Please list every line in the records below that contains the word "standing".

☆ ☆ ☆

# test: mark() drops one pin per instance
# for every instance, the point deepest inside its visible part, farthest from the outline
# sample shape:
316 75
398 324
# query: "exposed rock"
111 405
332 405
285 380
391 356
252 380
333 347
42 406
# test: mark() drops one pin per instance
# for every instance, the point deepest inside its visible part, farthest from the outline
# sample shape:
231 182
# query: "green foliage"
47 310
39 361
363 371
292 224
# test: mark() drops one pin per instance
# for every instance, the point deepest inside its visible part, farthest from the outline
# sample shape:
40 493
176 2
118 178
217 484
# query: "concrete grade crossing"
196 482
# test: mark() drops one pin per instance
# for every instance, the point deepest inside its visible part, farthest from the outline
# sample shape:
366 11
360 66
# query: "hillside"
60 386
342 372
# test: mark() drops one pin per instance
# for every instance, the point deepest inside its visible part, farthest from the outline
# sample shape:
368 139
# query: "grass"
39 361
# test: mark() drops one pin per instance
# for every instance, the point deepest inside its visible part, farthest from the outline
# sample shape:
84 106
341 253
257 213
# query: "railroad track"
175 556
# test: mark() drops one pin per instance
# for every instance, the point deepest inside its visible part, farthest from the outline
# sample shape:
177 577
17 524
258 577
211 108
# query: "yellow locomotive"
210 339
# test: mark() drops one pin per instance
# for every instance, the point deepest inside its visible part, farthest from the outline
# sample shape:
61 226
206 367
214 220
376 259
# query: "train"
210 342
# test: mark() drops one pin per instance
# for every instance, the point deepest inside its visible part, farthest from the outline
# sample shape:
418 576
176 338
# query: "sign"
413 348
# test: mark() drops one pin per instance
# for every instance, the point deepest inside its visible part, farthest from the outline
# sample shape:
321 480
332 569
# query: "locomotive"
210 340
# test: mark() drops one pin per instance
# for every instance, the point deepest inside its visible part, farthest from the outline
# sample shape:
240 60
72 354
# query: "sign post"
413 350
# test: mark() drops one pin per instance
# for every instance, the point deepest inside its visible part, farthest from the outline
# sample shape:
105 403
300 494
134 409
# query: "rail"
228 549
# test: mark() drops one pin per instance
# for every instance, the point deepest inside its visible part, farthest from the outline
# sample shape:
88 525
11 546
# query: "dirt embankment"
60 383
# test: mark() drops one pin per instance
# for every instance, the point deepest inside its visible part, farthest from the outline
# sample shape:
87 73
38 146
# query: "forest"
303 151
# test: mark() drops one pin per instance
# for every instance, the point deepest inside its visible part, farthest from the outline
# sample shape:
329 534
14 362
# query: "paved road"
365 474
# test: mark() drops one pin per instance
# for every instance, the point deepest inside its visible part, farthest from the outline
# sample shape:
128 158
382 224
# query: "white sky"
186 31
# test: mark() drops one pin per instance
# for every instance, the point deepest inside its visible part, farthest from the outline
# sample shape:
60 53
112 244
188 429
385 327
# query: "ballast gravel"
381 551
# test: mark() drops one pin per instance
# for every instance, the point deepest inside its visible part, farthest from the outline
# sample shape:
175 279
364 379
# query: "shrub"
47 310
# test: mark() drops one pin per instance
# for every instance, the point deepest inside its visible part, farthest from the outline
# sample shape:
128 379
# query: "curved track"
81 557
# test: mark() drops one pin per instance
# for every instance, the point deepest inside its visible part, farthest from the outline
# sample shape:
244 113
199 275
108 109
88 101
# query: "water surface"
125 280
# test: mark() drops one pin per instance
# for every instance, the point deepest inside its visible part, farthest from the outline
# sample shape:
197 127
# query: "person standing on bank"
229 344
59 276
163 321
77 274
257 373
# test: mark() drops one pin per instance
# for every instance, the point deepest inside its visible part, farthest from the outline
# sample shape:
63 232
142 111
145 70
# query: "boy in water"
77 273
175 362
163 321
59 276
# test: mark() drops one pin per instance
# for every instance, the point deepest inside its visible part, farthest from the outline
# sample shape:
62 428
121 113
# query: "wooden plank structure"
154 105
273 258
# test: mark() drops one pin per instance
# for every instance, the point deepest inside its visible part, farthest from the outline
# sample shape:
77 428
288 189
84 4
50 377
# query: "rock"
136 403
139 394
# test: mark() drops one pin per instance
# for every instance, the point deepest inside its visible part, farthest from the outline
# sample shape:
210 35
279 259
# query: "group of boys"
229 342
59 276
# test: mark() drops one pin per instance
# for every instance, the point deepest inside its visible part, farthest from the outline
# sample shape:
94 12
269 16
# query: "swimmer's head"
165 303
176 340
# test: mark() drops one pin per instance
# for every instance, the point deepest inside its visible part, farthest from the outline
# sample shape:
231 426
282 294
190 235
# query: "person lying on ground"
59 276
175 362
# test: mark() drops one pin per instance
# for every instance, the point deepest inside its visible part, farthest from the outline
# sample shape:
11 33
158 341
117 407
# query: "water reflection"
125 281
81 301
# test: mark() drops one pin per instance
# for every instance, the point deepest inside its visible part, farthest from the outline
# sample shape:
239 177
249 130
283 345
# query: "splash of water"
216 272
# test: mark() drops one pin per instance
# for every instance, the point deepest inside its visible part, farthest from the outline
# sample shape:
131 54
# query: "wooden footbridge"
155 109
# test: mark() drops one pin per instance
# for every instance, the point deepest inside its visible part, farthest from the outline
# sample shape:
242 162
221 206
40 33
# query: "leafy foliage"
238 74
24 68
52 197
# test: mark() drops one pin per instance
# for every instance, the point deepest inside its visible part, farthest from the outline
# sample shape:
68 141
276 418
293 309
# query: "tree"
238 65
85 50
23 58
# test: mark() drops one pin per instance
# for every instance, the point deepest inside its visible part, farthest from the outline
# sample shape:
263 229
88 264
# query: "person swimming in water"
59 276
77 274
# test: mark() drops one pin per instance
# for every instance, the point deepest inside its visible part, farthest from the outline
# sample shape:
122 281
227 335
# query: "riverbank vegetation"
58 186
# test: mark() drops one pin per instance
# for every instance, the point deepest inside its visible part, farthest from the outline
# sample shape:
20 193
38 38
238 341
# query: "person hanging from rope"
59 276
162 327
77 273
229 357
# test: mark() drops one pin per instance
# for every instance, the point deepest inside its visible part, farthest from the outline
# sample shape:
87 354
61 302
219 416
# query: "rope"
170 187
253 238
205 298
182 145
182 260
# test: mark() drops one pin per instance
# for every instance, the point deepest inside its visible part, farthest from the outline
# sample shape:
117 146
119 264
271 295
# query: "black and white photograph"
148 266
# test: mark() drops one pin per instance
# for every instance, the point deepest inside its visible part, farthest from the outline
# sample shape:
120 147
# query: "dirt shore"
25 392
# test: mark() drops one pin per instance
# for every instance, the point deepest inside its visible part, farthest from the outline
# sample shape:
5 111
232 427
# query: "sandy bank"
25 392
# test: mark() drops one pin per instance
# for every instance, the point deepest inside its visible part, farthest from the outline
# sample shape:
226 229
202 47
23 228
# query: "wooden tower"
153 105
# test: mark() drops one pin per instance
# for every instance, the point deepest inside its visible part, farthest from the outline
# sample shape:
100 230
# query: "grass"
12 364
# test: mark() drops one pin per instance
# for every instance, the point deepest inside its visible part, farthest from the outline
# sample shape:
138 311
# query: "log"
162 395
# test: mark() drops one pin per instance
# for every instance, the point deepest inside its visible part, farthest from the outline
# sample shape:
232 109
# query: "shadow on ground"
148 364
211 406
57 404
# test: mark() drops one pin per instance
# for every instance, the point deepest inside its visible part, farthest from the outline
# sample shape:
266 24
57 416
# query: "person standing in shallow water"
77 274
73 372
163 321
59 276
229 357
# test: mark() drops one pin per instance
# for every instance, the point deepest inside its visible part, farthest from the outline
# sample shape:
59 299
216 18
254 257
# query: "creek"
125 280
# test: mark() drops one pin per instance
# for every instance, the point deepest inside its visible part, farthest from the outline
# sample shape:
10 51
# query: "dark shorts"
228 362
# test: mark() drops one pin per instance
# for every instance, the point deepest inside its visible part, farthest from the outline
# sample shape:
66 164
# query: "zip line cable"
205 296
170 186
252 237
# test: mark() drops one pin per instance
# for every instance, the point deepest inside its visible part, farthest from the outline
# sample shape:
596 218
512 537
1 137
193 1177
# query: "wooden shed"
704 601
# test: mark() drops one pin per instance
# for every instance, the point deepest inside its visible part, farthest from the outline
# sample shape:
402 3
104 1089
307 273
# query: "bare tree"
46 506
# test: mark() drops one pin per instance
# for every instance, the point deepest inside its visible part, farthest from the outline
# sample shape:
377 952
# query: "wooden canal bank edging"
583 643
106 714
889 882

☆ ☆ ☆

__EXPECTED OUTPUT__.
# query: "person standing on bank"
# query: "person standing in shallow water"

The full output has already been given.